_EXERCISE OBJECTIVE_: Pick out every line in the entries below that contains the string "crane", and copy each one. Case counts.
====
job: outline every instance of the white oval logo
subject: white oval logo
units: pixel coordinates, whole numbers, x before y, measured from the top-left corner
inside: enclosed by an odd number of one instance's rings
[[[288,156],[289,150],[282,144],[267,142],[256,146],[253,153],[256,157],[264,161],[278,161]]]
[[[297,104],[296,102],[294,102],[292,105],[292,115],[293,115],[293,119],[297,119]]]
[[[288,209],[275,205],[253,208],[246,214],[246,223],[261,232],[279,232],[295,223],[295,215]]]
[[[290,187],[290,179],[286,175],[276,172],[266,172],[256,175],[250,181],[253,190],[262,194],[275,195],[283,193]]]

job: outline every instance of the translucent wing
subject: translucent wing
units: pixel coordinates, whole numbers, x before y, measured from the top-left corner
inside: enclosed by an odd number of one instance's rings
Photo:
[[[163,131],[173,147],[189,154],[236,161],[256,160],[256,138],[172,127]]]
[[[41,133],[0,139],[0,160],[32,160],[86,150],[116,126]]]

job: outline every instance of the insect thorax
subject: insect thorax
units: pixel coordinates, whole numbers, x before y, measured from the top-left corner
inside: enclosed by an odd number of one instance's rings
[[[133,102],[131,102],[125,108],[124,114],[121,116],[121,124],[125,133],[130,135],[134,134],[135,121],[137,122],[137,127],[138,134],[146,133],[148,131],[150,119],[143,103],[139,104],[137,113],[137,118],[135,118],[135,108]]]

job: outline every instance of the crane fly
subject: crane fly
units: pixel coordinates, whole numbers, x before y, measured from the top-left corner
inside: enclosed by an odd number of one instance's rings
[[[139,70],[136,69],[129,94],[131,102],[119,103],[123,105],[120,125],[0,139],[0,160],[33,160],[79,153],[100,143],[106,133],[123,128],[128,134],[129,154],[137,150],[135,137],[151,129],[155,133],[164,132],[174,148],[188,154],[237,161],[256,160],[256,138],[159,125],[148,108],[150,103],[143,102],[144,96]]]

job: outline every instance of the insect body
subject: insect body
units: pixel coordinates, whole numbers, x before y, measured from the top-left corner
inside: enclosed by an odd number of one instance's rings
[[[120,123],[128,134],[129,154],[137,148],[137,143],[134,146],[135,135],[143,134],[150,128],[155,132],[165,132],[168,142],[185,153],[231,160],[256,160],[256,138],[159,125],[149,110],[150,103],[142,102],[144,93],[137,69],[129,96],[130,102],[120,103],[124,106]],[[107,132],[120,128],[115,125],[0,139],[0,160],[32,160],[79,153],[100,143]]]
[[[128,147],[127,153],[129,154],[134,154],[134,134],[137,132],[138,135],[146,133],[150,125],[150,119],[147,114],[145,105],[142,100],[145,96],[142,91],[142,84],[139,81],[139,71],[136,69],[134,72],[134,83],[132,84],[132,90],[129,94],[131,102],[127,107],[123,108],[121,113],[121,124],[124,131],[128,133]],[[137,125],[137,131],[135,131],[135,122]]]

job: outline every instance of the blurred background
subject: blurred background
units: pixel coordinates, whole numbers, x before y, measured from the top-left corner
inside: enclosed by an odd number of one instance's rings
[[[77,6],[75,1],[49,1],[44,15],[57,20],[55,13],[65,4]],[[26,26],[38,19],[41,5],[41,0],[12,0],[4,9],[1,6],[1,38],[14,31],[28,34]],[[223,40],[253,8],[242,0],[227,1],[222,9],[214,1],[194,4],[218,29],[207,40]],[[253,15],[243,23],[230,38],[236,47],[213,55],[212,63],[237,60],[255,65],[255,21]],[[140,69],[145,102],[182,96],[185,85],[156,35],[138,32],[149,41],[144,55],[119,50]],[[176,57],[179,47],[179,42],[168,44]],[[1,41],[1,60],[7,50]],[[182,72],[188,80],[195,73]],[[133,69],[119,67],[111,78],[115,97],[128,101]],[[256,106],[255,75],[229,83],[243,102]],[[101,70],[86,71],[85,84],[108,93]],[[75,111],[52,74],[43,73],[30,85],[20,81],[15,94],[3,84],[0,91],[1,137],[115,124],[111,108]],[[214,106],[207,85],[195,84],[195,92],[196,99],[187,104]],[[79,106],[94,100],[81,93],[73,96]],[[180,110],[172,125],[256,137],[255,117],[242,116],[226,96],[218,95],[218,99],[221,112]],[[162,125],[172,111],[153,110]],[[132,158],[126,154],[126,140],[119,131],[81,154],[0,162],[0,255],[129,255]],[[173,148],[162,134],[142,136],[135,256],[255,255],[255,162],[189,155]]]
====
_ANSWER TO THE PROBLEM_:
job: outline every instance of the crane fly
subject: crane fly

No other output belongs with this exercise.